EXTRACTED TEXT.
World & Sandbox - Living Underworld or Cardboard Scaffold?
Hyland Point looks good enough from five metres away. Up close, you can see the seams. The grime is convincing, the neon pops, the explosions look fine, and the city does what it needs to: convince you you're somewhere dangerous and underfunded.
But interactive? Reactive? Chaotic?
Not yet.
Right now it’s less “crime ecosystem” and more “urban diorama someone forgot to dust.”
Crew & NPCs - Memorable Psychos or Discount Mannequins?
NPCs here exist to:
Give you quests
Buy drugs
Shoot at you
Or stand around absorbing oxygen
Nobody’s going to become a cult favourite. No Trevor Philips energy. Just functional humans doing functional things in a city held together with emotional duct tape.
Good enough for now. Not remotely iconic.
Police & Law Response - Heat or Mild Irritation?
Marketing brags about raids, investigations and rival gangs, the whole “one wrong move and you’re dead” fantasy.
Reality: You can get in trouble, and the cops will bother you, but you’re not exactly facing the FBI’s Most Competent Unit. It’s more “annoyed traffic warden with a badge” than “cataclysmic law enforcement gauntlet.”
The community so far is more angry about mouse sensitivity not working than police brutality. That says everything.
If devs improve AI and raids, this could get genuinely tense. Right now it’s a mild inconvenience wearing blue.
Style & Atmosphere - Neon, Smoke & AI Side-Eye
WeedEx looks… pretty good. Stylised, bright, explosive, and occasionally gorgeous in a “does this lighting effect know it’s in a €3 game?” kind of way.

CHECK YOUR UNDERSTANDING.
1. Extract the passage of the game review starting with "Marketing brags about" and going on through "That says everything.".
2. In the game review, what is the community so far more angry about than police brutality?

AVAILABLE DATA.
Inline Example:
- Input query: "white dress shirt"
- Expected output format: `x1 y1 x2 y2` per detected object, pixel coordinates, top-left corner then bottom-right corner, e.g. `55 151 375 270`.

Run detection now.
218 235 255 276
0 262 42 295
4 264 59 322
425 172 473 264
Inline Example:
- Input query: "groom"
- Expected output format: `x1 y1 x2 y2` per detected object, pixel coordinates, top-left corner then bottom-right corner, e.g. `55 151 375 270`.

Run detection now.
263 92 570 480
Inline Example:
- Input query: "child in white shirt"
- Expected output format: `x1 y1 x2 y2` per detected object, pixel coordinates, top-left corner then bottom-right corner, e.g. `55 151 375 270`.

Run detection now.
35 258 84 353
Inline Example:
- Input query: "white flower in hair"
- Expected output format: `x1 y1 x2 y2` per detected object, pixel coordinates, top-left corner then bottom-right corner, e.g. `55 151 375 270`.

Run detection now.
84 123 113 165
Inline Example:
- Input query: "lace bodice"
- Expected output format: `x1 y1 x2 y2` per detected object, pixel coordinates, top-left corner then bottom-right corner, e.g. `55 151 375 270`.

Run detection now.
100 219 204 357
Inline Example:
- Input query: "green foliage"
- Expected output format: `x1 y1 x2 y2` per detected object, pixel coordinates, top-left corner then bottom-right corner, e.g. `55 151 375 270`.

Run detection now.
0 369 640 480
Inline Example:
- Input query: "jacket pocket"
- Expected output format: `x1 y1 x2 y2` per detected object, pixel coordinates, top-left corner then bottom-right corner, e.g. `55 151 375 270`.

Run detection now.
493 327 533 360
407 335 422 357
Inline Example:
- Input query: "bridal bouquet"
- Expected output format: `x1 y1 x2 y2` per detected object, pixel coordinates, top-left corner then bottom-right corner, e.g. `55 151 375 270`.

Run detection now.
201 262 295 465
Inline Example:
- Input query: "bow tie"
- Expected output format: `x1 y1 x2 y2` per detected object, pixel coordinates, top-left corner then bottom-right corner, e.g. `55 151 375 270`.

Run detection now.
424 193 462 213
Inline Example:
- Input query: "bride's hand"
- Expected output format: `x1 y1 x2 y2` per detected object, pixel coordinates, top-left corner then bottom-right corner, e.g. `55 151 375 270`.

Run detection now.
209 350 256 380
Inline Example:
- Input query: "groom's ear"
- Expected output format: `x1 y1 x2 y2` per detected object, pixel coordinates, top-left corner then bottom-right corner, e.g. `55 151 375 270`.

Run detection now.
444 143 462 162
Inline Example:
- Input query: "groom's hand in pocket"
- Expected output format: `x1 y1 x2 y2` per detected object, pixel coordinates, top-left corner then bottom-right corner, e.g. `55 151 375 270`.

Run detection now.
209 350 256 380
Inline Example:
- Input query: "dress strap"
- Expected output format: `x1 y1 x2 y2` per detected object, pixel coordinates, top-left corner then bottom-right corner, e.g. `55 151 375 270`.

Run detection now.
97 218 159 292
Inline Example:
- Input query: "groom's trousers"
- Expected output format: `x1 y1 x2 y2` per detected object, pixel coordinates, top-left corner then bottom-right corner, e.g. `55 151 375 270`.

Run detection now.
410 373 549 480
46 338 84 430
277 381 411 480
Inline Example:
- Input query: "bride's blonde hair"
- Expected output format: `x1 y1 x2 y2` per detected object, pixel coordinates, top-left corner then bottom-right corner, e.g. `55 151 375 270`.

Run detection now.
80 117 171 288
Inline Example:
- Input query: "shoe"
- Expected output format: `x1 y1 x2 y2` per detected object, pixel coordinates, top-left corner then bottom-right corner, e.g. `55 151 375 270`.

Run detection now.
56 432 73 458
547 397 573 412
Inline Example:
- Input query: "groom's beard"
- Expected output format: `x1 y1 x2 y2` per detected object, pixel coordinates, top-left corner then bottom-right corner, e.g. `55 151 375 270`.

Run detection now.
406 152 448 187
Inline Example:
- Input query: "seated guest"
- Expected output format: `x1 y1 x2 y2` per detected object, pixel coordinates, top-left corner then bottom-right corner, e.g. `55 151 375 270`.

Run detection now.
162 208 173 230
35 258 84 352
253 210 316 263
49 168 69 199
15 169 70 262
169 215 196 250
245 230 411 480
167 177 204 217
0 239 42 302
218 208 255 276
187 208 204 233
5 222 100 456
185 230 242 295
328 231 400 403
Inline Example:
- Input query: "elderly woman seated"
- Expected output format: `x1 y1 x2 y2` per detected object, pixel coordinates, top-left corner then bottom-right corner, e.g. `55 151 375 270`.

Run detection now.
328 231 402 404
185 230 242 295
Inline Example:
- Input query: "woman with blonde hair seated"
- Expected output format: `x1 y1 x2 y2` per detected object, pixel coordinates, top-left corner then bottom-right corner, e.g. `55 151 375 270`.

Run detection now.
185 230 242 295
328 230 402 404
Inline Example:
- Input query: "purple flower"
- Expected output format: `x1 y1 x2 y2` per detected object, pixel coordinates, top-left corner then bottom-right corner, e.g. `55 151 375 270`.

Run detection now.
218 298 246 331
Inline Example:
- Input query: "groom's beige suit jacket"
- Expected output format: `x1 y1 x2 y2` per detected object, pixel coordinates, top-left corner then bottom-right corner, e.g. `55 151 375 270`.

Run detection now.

EXERCISE RESULTS.
1.
Marketing brags about raids, investigations and rival gangs, the whole “one wrong move and you’re dead” fantasy.
Reality: You can get in trouble, and the cops will bother you, but you’re not exactly facing the FBI’s Most Competent Unit. It’s more “annoyed traffic warden with a badge” than “cataclysmic law enforcement gauntlet.”
The community so far is more angry about mouse sensitivity not working than police brutality. That says everything.

2. Mouse sensitivity not working.